== Your objective ==
Pull out every line of the records that contains the string "frame", treating uppercase and lowercase letters as different.

* * *

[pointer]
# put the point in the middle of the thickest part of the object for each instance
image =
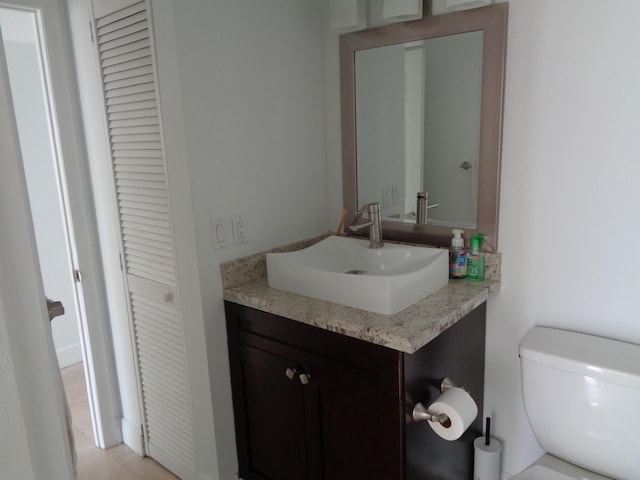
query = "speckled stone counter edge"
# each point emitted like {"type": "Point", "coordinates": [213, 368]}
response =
{"type": "Point", "coordinates": [245, 282]}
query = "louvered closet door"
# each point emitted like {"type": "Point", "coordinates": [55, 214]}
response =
{"type": "Point", "coordinates": [127, 66]}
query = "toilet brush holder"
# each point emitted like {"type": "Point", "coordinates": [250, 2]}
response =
{"type": "Point", "coordinates": [486, 456]}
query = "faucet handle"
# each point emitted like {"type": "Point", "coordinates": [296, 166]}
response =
{"type": "Point", "coordinates": [373, 207]}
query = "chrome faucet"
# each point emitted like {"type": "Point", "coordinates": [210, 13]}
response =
{"type": "Point", "coordinates": [374, 224]}
{"type": "Point", "coordinates": [422, 207]}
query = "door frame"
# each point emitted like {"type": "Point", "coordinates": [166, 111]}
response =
{"type": "Point", "coordinates": [33, 398]}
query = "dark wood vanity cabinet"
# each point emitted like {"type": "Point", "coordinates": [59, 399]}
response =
{"type": "Point", "coordinates": [313, 404]}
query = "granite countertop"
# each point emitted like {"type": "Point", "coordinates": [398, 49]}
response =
{"type": "Point", "coordinates": [245, 283]}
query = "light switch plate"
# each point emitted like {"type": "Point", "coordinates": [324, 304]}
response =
{"type": "Point", "coordinates": [220, 232]}
{"type": "Point", "coordinates": [239, 227]}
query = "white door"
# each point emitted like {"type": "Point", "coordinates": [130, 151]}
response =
{"type": "Point", "coordinates": [125, 51]}
{"type": "Point", "coordinates": [34, 441]}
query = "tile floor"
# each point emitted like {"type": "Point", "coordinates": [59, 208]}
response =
{"type": "Point", "coordinates": [117, 463]}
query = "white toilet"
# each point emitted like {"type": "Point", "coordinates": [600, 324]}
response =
{"type": "Point", "coordinates": [582, 397]}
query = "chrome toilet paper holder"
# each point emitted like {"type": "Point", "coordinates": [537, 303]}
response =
{"type": "Point", "coordinates": [421, 413]}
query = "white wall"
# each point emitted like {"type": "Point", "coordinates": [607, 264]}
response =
{"type": "Point", "coordinates": [251, 89]}
{"type": "Point", "coordinates": [570, 217]}
{"type": "Point", "coordinates": [38, 158]}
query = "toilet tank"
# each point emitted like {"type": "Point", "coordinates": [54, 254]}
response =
{"type": "Point", "coordinates": [582, 397]}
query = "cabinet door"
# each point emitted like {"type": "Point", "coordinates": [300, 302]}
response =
{"type": "Point", "coordinates": [268, 409]}
{"type": "Point", "coordinates": [353, 432]}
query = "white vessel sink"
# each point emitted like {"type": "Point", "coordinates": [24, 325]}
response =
{"type": "Point", "coordinates": [346, 271]}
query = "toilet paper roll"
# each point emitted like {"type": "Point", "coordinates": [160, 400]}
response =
{"type": "Point", "coordinates": [486, 459]}
{"type": "Point", "coordinates": [459, 407]}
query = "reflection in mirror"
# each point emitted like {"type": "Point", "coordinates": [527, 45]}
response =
{"type": "Point", "coordinates": [422, 112]}
{"type": "Point", "coordinates": [418, 127]}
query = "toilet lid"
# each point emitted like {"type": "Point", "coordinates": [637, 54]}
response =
{"type": "Point", "coordinates": [541, 473]}
{"type": "Point", "coordinates": [549, 467]}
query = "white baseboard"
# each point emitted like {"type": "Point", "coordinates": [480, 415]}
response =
{"type": "Point", "coordinates": [131, 436]}
{"type": "Point", "coordinates": [69, 355]}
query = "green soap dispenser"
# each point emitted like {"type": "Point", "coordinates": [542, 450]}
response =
{"type": "Point", "coordinates": [475, 260]}
{"type": "Point", "coordinates": [457, 255]}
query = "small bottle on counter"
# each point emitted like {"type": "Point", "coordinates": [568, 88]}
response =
{"type": "Point", "coordinates": [457, 255]}
{"type": "Point", "coordinates": [475, 261]}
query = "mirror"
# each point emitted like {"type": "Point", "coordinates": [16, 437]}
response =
{"type": "Point", "coordinates": [422, 112]}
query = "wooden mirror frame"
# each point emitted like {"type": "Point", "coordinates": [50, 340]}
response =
{"type": "Point", "coordinates": [492, 20]}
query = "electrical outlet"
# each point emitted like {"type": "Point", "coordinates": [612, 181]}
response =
{"type": "Point", "coordinates": [239, 226]}
{"type": "Point", "coordinates": [386, 196]}
{"type": "Point", "coordinates": [220, 232]}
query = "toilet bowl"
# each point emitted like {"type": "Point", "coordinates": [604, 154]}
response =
{"type": "Point", "coordinates": [549, 467]}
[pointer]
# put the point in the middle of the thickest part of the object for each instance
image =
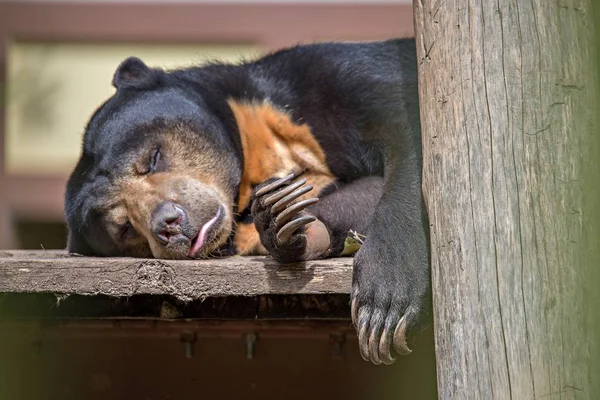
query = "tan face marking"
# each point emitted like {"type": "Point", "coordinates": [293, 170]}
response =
{"type": "Point", "coordinates": [194, 176]}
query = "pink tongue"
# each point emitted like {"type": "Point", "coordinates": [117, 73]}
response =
{"type": "Point", "coordinates": [202, 235]}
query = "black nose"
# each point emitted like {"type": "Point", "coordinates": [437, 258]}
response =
{"type": "Point", "coordinates": [167, 221]}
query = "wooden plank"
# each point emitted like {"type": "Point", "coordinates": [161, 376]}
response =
{"type": "Point", "coordinates": [508, 103]}
{"type": "Point", "coordinates": [56, 272]}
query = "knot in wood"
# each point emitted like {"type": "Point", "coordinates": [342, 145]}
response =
{"type": "Point", "coordinates": [155, 273]}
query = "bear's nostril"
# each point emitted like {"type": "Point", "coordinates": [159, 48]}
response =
{"type": "Point", "coordinates": [163, 237]}
{"type": "Point", "coordinates": [173, 221]}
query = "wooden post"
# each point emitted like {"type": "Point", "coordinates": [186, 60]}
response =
{"type": "Point", "coordinates": [508, 96]}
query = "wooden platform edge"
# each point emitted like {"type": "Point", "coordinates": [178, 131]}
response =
{"type": "Point", "coordinates": [58, 273]}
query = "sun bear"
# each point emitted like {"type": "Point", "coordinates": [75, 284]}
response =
{"type": "Point", "coordinates": [282, 155]}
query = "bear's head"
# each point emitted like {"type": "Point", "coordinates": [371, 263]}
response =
{"type": "Point", "coordinates": [158, 173]}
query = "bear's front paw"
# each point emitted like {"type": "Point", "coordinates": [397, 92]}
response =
{"type": "Point", "coordinates": [286, 230]}
{"type": "Point", "coordinates": [387, 301]}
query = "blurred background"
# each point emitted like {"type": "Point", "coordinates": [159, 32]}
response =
{"type": "Point", "coordinates": [57, 61]}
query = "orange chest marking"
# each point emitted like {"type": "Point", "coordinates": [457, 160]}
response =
{"type": "Point", "coordinates": [273, 146]}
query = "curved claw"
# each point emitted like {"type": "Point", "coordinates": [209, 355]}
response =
{"type": "Point", "coordinates": [274, 185]}
{"type": "Point", "coordinates": [289, 198]}
{"type": "Point", "coordinates": [385, 344]}
{"type": "Point", "coordinates": [288, 229]}
{"type": "Point", "coordinates": [363, 341]}
{"type": "Point", "coordinates": [284, 192]}
{"type": "Point", "coordinates": [374, 338]}
{"type": "Point", "coordinates": [287, 214]}
{"type": "Point", "coordinates": [400, 334]}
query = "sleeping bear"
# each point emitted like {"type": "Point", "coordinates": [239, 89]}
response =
{"type": "Point", "coordinates": [283, 155]}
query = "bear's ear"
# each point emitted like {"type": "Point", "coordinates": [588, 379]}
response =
{"type": "Point", "coordinates": [133, 73]}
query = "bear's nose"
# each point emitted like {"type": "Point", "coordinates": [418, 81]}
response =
{"type": "Point", "coordinates": [166, 223]}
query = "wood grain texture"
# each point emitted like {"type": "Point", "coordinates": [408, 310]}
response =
{"type": "Point", "coordinates": [56, 272]}
{"type": "Point", "coordinates": [508, 100]}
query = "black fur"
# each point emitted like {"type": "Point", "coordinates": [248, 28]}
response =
{"type": "Point", "coordinates": [361, 103]}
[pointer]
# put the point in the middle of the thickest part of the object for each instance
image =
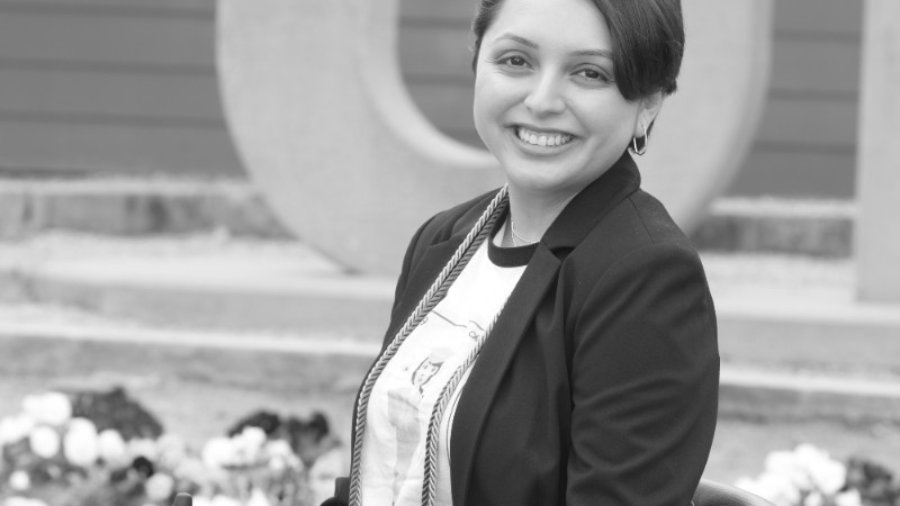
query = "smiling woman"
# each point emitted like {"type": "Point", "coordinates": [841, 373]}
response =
{"type": "Point", "coordinates": [552, 342]}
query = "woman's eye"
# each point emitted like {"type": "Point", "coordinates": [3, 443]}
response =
{"type": "Point", "coordinates": [513, 61]}
{"type": "Point", "coordinates": [593, 75]}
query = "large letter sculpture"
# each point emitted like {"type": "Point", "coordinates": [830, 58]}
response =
{"type": "Point", "coordinates": [317, 106]}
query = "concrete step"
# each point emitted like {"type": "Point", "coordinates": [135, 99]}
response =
{"type": "Point", "coordinates": [75, 344]}
{"type": "Point", "coordinates": [134, 207]}
{"type": "Point", "coordinates": [202, 281]}
{"type": "Point", "coordinates": [790, 312]}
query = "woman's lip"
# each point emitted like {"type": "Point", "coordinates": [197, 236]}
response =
{"type": "Point", "coordinates": [538, 149]}
{"type": "Point", "coordinates": [542, 131]}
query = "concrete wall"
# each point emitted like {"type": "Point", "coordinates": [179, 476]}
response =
{"type": "Point", "coordinates": [807, 140]}
{"type": "Point", "coordinates": [128, 86]}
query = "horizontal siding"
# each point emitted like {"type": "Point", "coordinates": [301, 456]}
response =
{"type": "Point", "coordinates": [809, 122]}
{"type": "Point", "coordinates": [156, 96]}
{"type": "Point", "coordinates": [829, 17]}
{"type": "Point", "coordinates": [771, 171]}
{"type": "Point", "coordinates": [106, 146]}
{"type": "Point", "coordinates": [126, 40]}
{"type": "Point", "coordinates": [112, 7]}
{"type": "Point", "coordinates": [430, 52]}
{"type": "Point", "coordinates": [123, 86]}
{"type": "Point", "coordinates": [826, 68]}
{"type": "Point", "coordinates": [457, 12]}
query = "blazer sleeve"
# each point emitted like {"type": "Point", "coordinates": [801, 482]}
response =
{"type": "Point", "coordinates": [644, 377]}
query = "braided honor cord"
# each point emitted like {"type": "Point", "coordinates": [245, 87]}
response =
{"type": "Point", "coordinates": [448, 275]}
{"type": "Point", "coordinates": [429, 483]}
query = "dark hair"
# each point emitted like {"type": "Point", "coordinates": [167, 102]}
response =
{"type": "Point", "coordinates": [647, 38]}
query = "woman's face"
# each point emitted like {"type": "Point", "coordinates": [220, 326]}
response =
{"type": "Point", "coordinates": [546, 104]}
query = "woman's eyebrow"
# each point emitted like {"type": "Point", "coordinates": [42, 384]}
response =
{"type": "Point", "coordinates": [602, 53]}
{"type": "Point", "coordinates": [519, 39]}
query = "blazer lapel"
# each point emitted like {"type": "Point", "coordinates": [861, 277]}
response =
{"type": "Point", "coordinates": [494, 358]}
{"type": "Point", "coordinates": [577, 220]}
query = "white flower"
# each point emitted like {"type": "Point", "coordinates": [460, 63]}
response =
{"type": "Point", "coordinates": [19, 481]}
{"type": "Point", "coordinates": [15, 428]}
{"type": "Point", "coordinates": [848, 498]}
{"type": "Point", "coordinates": [814, 499]}
{"type": "Point", "coordinates": [201, 500]}
{"type": "Point", "coordinates": [248, 445]}
{"type": "Point", "coordinates": [218, 452]}
{"type": "Point", "coordinates": [826, 474]}
{"type": "Point", "coordinates": [222, 500]}
{"type": "Point", "coordinates": [81, 444]}
{"type": "Point", "coordinates": [112, 448]}
{"type": "Point", "coordinates": [51, 408]}
{"type": "Point", "coordinates": [787, 464]}
{"type": "Point", "coordinates": [159, 487]}
{"type": "Point", "coordinates": [258, 498]}
{"type": "Point", "coordinates": [44, 442]}
{"type": "Point", "coordinates": [281, 456]}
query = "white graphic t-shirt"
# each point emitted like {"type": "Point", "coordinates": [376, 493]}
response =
{"type": "Point", "coordinates": [401, 403]}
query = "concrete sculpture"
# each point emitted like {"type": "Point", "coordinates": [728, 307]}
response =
{"type": "Point", "coordinates": [317, 106]}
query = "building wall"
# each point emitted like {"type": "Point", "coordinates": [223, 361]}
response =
{"type": "Point", "coordinates": [111, 86]}
{"type": "Point", "coordinates": [806, 143]}
{"type": "Point", "coordinates": [129, 87]}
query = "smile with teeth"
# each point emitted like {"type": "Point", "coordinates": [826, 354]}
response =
{"type": "Point", "coordinates": [542, 139]}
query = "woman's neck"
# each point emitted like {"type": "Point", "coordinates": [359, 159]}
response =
{"type": "Point", "coordinates": [531, 214]}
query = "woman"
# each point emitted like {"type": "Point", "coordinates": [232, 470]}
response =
{"type": "Point", "coordinates": [553, 343]}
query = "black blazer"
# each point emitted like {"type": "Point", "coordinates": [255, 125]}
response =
{"type": "Point", "coordinates": [599, 382]}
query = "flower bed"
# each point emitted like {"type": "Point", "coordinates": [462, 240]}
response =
{"type": "Point", "coordinates": [808, 476]}
{"type": "Point", "coordinates": [103, 448]}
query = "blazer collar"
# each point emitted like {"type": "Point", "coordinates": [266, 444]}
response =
{"type": "Point", "coordinates": [572, 225]}
{"type": "Point", "coordinates": [591, 204]}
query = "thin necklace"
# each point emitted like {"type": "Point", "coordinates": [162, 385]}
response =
{"type": "Point", "coordinates": [515, 236]}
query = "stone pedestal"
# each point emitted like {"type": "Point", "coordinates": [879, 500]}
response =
{"type": "Point", "coordinates": [878, 167]}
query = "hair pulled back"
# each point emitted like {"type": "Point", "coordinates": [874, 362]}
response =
{"type": "Point", "coordinates": [647, 38]}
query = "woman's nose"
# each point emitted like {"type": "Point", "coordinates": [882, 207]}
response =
{"type": "Point", "coordinates": [545, 96]}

* * *

== Task output ==
query = "door frame"
query = "wooden mirror frame"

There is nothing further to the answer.